- **Instruction**:
Quote the listing below verbatim, every line and character unchanged.

'''

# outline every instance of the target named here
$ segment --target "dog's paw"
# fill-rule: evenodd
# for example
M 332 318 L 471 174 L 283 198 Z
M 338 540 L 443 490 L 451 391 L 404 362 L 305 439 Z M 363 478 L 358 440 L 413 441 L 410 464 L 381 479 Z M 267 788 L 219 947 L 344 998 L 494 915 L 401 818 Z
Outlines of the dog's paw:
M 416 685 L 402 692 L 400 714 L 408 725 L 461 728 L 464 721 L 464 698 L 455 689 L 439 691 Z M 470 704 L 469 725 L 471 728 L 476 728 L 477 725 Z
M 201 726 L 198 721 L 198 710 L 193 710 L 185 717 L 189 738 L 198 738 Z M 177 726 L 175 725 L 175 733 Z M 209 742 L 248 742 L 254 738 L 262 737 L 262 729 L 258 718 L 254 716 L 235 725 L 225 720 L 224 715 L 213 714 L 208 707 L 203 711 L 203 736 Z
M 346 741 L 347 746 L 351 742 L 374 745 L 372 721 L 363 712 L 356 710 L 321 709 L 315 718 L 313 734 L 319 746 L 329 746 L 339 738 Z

'''

- **Complete response**:
# outline every instance of the target named here
$ segment --target "dog's paw"
# fill-rule: evenodd
# for example
M 332 318 L 471 174 L 283 198 Z
M 338 540 L 443 490 L 451 391 L 404 362 L 305 439 Z M 363 478 L 358 440 L 413 441 L 410 464 L 381 479 Z M 267 788 L 219 947 L 344 998 L 494 915 L 401 818 Z
Outlines of the dog's paw:
M 416 685 L 402 692 L 400 714 L 408 725 L 461 728 L 464 721 L 464 698 L 455 689 L 439 691 Z M 470 704 L 469 725 L 471 728 L 476 728 L 477 725 Z
M 201 726 L 198 721 L 198 710 L 193 710 L 185 717 L 189 738 L 198 738 Z M 177 726 L 175 725 L 175 733 Z M 209 742 L 248 742 L 254 738 L 262 737 L 262 729 L 258 718 L 254 716 L 235 725 L 225 720 L 224 715 L 213 714 L 208 707 L 203 711 L 203 736 Z
M 346 741 L 347 746 L 351 742 L 374 745 L 372 721 L 363 712 L 356 710 L 321 709 L 315 718 L 313 734 L 319 746 L 329 746 L 339 738 Z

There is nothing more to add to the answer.